__Source document__.
▶
Tuesday, August 30, 2011

REVIEWS FOR AUGUST (a little late, but hey...)

Computer problems, car problems, life problems, you name it, it's been a wild last couple months. And some good stuff too. Nevertheless, it has not left much time to do this stuff. So let me finally get it out of the way and present some toilet-laptop reading material.

AMPERE, "Like Shadows"
I put this on to check it out and before I could formulate any real thoughts about it the whole thing was over... even though there's 15 songs on here. I'm pretty sure the record was over within 12 minutes. A couple more listens and it still does nothing for me. I never got Ampere and I still don't. I mean, in one sense, yeah, I get it. Ultra spastic, hectic, Ebullition/early Level Plane/Witching Hour styled screamy hardcore. But not a lick of it makes any musical sense whatsoever. People go absolutely apeshit over this band when they play and flock to their merch table to pick up whatever scrap of music they can get their paws on. That makes no sense to me. The lyrics are pretty good and come in a neat little booklet, but everything else here is a foreign language to me. What they stand for in terms of how they carry themselves as a band is great. But this band cannot write a song. (No Idea Records)
◀
__Source excerpt__.
▶
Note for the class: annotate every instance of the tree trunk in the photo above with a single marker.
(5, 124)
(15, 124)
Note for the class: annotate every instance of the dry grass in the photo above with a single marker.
◀
__Task list__.
1. In the August reviews post, how many songs are on the Ampere record "Like Shadows"?
2. From the August reviews post, transcribe the passage that opens with the words "Computer problems, car" and closes with "toilet-laptop reading material.".

__Exercise solutions__.
1. It has 15 songs.

2.
Computer problems, car problems, life problems, you name it, it's been a wild last couple months. And some good stuff too. Nevertheless, it has not left much time to do this stuff. So let me finally get it out of the way and present some toilet-laptop reading material.